CONSIGNA 1:
Convierte en una tabla Markdown las líneas de las filas de datos comprendidas entre la que contiene "Return the outline of every instance of the string" y el final de esas filas, ambos extremos incluidos. Usa las columnas «Posición», con el número de orden de cada línea, y «Texto», con la línea, y omite las líneas en blanco.

━━━ FRAGMENTO DEL DOCUMENTO

CLAVES
Nº 146 - marzo de 2006
La diplomacia suele ser discreta y
de tanto en tanto emite señales para atender; gestos como los del ex presidente
Lagos asistiendo a la asunción de Evo Morales en enero pasado, y la retribución
de éste en la de Michelle Bachelet. Seguramente en ningún momento se habló
directamente del tema, pero la sola visita indica que está revoloteando:
Bolivia necesita mar, Chile
tranquilidad.
Evo fue el primer presidente de Bolivia
que visitó tierra chilena en mucho tiempo; lo mismo que poco antes Ricardo
Lagos, quien -a decir verdad- no avanzó demasiado para destrabar el conflicto
en su prestigioso mandato, salvo soportar estoicamente la intempestiva demanda
de Carlos Mesa a fines de 2003. Acto seguido éste la había elevado a la
Asamblea General de la OEA, reunida en Quito en junio del año siguiente,
reiterando la línea de 1989, cuando La Paz logró por primera vez una resolución
de aquel órgano –nº 989- para tratar el diferendo en su seno.
Recordemos las circunstancias: en su
condición de vicepresidente, Mesa había asumido la primera magistratura luego
de la pueblada contra Sánchez de Lozada en octubre de 2003, de la que
precisamente el diputado Morales fue uno de sus protagonistas. Sin base
política propia, mirando más hacia los problemas internos que externos, Mesa
reflotó el reclamo por la salida al mar, una de las pocas consignas ante la
cual todavía se hinca cualquier boliviano. Su gran mérito consistió, pues, en reinstalar
el añejo reclamo en la agenda panamericana.
Apenas dos años después, sumado al coro
de auspiciantes que acompañó a la digna presidente de Chile, Evo Morales estuvo
en Santiago recordando con su sola presencia una cuestión difícil y de larga data,
cuyas negociaciones intermitentes no dieron hasta la fecha ningún resultado
satisfactorio para los intereses de las partes. Que no son dos sino tres, según
se verá.
Cuándo se entablarán nuevas
conversaciones, en qué marco ocurrirán, si serán negociaciones directas o habrá
alguna asistencia internacional, tarde o temprano lo sabremos. La ocasión es propicia para que
los noveles mandatarios afiancen su prestigio inicial y aprovechen el impulso,
encarando de una vez el litigio. Obviamente Bachelet empieza mucho mejor, con
un país ordenado, sin graves problemas internos, aunque con un frente externo
que merecerá de su parte bastante atención. Al contrario, Morales asumió en
medio de los incendios conocidos, que llegaron a poner en riesgo la unidad de
Bolivia.

━━━━━━

CONSIGNA 2:
Según el fragmento, ¿en qué ciudad se reunió la Asamblea General de la OEA a la que Carlos Mesa elevó la demanda?

━━━ DATOS DE ENTRADA

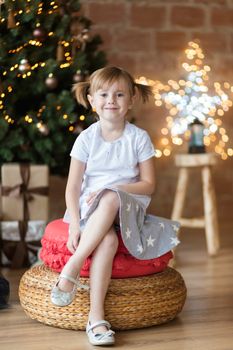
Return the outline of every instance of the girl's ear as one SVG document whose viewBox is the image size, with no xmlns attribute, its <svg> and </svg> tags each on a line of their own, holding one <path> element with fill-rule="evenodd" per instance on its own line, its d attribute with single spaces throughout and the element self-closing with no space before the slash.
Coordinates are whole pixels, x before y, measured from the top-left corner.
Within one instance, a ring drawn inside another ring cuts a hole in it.
<svg viewBox="0 0 233 350">
<path fill-rule="evenodd" d="M 129 103 L 129 109 L 132 109 L 135 100 L 136 100 L 136 96 L 134 95 L 134 96 L 131 97 L 131 101 L 130 101 L 130 103 Z"/>
</svg>

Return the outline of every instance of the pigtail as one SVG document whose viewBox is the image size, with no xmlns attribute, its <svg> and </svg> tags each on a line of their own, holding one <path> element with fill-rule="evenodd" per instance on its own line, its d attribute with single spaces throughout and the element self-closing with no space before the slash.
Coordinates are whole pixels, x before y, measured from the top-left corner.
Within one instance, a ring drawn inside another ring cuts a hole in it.
<svg viewBox="0 0 233 350">
<path fill-rule="evenodd" d="M 152 87 L 149 85 L 143 85 L 139 83 L 134 83 L 136 91 L 142 99 L 142 102 L 145 103 L 149 100 L 150 96 L 153 95 Z"/>
<path fill-rule="evenodd" d="M 89 88 L 90 83 L 86 81 L 74 84 L 72 88 L 72 92 L 74 92 L 78 103 L 87 109 L 90 108 L 90 103 L 87 99 L 87 95 L 89 94 Z"/>
</svg>

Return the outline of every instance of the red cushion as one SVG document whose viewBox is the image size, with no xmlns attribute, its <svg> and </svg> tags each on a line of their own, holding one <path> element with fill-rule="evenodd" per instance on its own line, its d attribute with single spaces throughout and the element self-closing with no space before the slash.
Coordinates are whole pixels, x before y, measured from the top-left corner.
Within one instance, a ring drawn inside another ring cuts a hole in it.
<svg viewBox="0 0 233 350">
<path fill-rule="evenodd" d="M 68 236 L 68 224 L 62 219 L 50 222 L 41 240 L 42 249 L 40 252 L 41 260 L 52 270 L 60 272 L 71 253 L 66 247 Z M 124 246 L 121 236 L 118 235 L 119 246 L 114 257 L 112 278 L 128 278 L 137 276 L 146 276 L 163 271 L 169 260 L 172 258 L 172 252 L 168 252 L 159 258 L 150 260 L 138 260 L 134 258 Z M 88 257 L 80 271 L 80 276 L 89 277 L 91 256 Z"/>
</svg>

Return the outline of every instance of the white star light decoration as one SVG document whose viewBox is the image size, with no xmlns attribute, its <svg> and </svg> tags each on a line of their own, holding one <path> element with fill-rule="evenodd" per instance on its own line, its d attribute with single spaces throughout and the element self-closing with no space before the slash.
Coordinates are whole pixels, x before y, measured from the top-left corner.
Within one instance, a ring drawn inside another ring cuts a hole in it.
<svg viewBox="0 0 233 350">
<path fill-rule="evenodd" d="M 173 145 L 182 145 L 190 137 L 189 124 L 199 119 L 204 124 L 204 143 L 213 145 L 214 151 L 227 159 L 233 156 L 233 149 L 227 148 L 229 137 L 222 126 L 221 117 L 232 107 L 229 93 L 233 86 L 215 82 L 208 87 L 208 72 L 211 68 L 203 62 L 204 54 L 195 42 L 189 42 L 185 54 L 188 62 L 182 67 L 187 72 L 186 79 L 169 80 L 167 84 L 141 77 L 137 82 L 153 87 L 155 105 L 169 110 L 167 127 L 161 129 L 160 144 L 156 145 L 156 157 L 169 156 Z M 224 92 L 224 90 L 228 92 Z M 211 91 L 210 91 L 211 90 Z M 213 92 L 214 91 L 214 92 Z"/>
</svg>

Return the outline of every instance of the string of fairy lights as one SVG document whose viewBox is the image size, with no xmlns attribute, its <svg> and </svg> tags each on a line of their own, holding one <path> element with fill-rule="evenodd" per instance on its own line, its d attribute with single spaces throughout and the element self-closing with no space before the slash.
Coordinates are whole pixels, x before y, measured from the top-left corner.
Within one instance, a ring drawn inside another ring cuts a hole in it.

━━━━━━

RESPUESTA 1:
| Posición | Texto |
|---|---|
| 1 | Return the outline of every instance of the string of fairy lights as one SVG document whose viewBox is the image size, with no xmlns attribute, its <svg> and </svg> tags each on a line of their own, holding one <path> element with fill-rule="evenodd" per instance on its own line, its d attribute with single spaces throughout and the element self-closing with no space before the slash. |
| 2 | Coordinates are whole pixels, x before y, measured from the top-left corner. |
| 3 | Within one instance, a ring drawn inside another ring cuts a hole in it. |

RESPUESTA 2:
En Quito.